#### EXERCISE TEXT

-----

Perhaps the Rov’s most prominent legacy concerns the calculation of the timing of prayers and other rituals. The Jewish day is divided into 12 ‘hours’. Each ‘hour’ is one-twelfth of the daytime period, consequently its length will vary with the season (longer in summer, shorter in winter, particularly as you travel towards the poles). There are two approaches to calculating these hours. One approach (that of the Rov, in his Magen Avraham) reckons the day from first light until nightfall. The other approach (attributed to Rabbi Eliyahu ben Shlomo Zalman, the Gaon of Vilna) reckons the day from sunrise to sunset.

For rituals, which are prescribed in the morning, Magen Avraham's calculations will always be earlier than that of the Vilna Gaon. For rituals, which are prescribed in the afternoon or evening, Magen Avraham's calculations will always be later than that of the Vilna Gaon. Modern calendars print both timetables, opinions differ as to which approach should be followed.

The Gombiner Rov lived through a period of great turbulence for eastern European Jewry. The Cossack leader, Chmielnicki, emerged from the Ukraine in 1648 and launched into seven years of carnage and atrocity against Poles and Jews. It is reckoned that the same proportion of the Jewish population was wiped out in this period, as perished in the Shoah 300 years later. The Yiddish Nation was traumatised.

 

There were various responses. For example, the influence of the mystical Kabbalists in Tsefat began to spread. Elsewhere, false messiahs appeared, the most famous of whom was Shabbetai Zvi, promising redemption but failing to deliver.

 

Another response to the challenges experienced by this generation was the Baal Shem Tov, the founder of the Chassidic movement. His influence was destined to change the face of orthodox practice down to this very day.

In the shadow of such radical change, the Rov could be seen as a pillar of established tradition. Although he synthesized aspects of kabbalistic practice into his halachic scheme, and was bold in his promotion of customary practice even where it modified  ancient prescription, in the final analysis he was an orthodox scholar who, despite much suffering in his short life-span, did not waver from the beliefs of his antecedents.

Yet the Gombiner Rov casts light on a contemporary phenomenon. The Chmielnicki massacres had an effect similar to the Shoah. A pall of gloom hung over the immediate survivors, many of whom clearly re-assessed their faith.

Post-Shoah there has been widespread theological debate. Many different views have been articulated. At one end of the spectrum, the ‘ultra’ orthodox have continued just as before. Their dress, their language, their lifestyle are evoke 17th century Eastern Europe. Close to them on the religious spectrum there has arisen a ‘modern orthodox’ movement, which has maintained rigorous standards of belief and practice but has opened its mind to contemporary philosophies (for example in relation to education and psychology) and has adapted to the contemporary milieu. Thus, and to my mind, the Magen Avraham was not only Gombin’s most famous child, he was modern orthodoxy’s most famous grandfather!

-----

#### EXERCISE 1
Could you rewrite the passage on the Gombiner Rov, starting at "For rituals, which are prescribed in the morning, Magen" and ending at "Nation was traumatised.", substituting "Ukrainian commander" for "Cossack leader"?
#### EXERCISE 2
Can you resume the passage on the Gombiner Rov, picking up right after its final sentence?

#### EXCERPTED RECORDS
-----

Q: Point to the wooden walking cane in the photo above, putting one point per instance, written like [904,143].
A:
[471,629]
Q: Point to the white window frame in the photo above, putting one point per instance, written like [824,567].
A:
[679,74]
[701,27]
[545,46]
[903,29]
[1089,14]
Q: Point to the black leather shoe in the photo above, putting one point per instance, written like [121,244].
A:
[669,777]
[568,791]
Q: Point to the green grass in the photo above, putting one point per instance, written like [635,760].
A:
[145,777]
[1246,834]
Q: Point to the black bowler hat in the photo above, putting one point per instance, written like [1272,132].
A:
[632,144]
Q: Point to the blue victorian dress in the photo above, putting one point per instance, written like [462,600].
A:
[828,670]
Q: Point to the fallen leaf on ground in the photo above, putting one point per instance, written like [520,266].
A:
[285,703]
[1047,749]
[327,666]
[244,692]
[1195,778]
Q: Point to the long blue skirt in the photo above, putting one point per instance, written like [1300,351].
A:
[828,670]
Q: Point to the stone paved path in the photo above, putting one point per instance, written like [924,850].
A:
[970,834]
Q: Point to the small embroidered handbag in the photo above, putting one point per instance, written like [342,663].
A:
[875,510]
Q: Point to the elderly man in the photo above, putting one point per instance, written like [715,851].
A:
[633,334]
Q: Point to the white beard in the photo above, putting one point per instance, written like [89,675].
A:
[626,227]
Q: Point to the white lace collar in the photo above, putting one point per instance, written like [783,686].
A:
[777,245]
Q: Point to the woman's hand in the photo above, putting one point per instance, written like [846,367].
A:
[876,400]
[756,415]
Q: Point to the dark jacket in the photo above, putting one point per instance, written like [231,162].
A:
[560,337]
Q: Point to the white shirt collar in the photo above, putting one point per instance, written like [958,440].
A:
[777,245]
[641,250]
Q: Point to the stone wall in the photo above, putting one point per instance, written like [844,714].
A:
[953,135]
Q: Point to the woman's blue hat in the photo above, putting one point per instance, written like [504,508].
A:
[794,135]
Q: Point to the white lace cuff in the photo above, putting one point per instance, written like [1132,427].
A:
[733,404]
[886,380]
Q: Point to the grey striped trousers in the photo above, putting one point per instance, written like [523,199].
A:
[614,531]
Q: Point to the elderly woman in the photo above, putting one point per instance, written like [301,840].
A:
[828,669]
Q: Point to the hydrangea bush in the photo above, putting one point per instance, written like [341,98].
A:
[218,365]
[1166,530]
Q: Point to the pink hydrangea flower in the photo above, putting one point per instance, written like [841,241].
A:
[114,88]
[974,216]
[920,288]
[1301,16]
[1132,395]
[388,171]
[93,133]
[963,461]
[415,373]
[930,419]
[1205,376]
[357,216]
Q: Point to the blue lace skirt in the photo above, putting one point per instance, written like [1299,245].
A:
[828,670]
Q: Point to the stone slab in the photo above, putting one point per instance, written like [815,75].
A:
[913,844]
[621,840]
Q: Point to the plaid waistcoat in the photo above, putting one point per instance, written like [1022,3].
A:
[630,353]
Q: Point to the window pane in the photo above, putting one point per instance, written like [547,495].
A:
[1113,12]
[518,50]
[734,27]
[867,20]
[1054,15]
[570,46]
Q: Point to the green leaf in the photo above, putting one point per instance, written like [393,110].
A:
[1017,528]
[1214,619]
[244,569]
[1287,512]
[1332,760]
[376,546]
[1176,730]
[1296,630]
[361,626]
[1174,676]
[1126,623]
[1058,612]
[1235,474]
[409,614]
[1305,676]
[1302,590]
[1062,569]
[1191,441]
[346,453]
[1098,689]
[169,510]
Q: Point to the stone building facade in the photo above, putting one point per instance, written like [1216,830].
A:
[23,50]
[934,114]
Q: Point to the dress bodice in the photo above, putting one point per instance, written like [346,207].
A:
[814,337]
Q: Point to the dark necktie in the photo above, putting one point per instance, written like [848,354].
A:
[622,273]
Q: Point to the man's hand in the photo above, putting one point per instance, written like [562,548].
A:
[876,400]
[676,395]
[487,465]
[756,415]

-----

#### EXPECTED ANSWER 1
For rituals, which are prescribed in the morning, Magen Avraham's calculations will always be earlier than that of the Vilna Gaon. For rituals, which are prescribed in the afternoon or evening, Magen Avraham's calculations will always be later than that of the Vilna Gaon. Modern calendars print both timetables, opinions differ as to which approach should be followed.

The Gombiner Rov lived through a period of great turbulence for eastern European Jewry. The Ukrainian commander, Chmielnicki, emerged from the Ukraine in 1648 and launched into seven years of carnage and atrocity against Poles and Jews. It is reckoned that the same proportion of the Jewish population was wiped out in this period, as perished in the Shoah 300 years later. The Yiddish Nation was traumatised.

#### EXPECTED ANSWER 2
 

Avraham Gombiner in Wikipedia

From Encyclopaedia Judaica, volume 7 page 766

GOMBINER RAV, ABRAHAM ABELE BEN HAYYIM HALEVI (c1637-1683), Polish Rabbi.

 

After the death of his parents during the Chmielnicki massacres of 1648, Abraham left his birthplace GOMBIN. In 1655 he went to Lithuania, and there studied with his relative, Jacob Jsaac Gombiner. Later he went to Kalisz, where he was appointed head of the yeshivah and dayyan of the bet din.

Abraham is best known for his Magen Avraham (Dyhernfurth, 1692), a commentary on the Shulhan Aruch Orah Hayyim, highly esteemed throughout Poland and Germany by scholars who followed it in their halakhic decisions, at times against the opinions of other codifiers.

In his work Abraham reveals his acumen, depth of insight, and comprehensive knowledge of the entire halakhic literature.

Abraham's main purpose was to reach a compromise bewteen the decisions of Joseph Caro and the glosses of Moses Isserles, but he upholds the latter where no compromise can be arrived at. He regarded all Jewish customs as sacred and endeavored to justify them even where they were at variance with the views of codifiers.

He also thought highly of the Zohar and of the kabbalists Isaac Luria and R. Isaiah Horowitz, occasionally accepting their decision against that of the codifiers. Magen Avraham is written in a terse style, which sholars were at times hard put to udnerstand until the appearence of R. Samuel Ha-Levi Kolin's extensive commentary: Mahazit ha-shekel.

Abraham is also the author of Zayit Ra'anan (Dessau, 1704), a commentary on the Yalkut Shimoni, published together with some of his homilies on Genesis, Shemen Sason. Zayit Ra'anan was also published in abridged form in the margins of the Yalkut, in the 1876 edition and in all subsequent editions. His short commentary on the Tosefta of Nezikin was published by his grandson under the title Magen Avraham at the end of the Lehem ha-Panim (Amsterdam, 1732) of his son-in-law, Moses Jekuthiel Kaufmann.

A commentary to Job, Proverbs, and Ecclesiastes was attributed in error to him, having in fact been from the Beit Avraham of Abraham b. Samuel Gedalia.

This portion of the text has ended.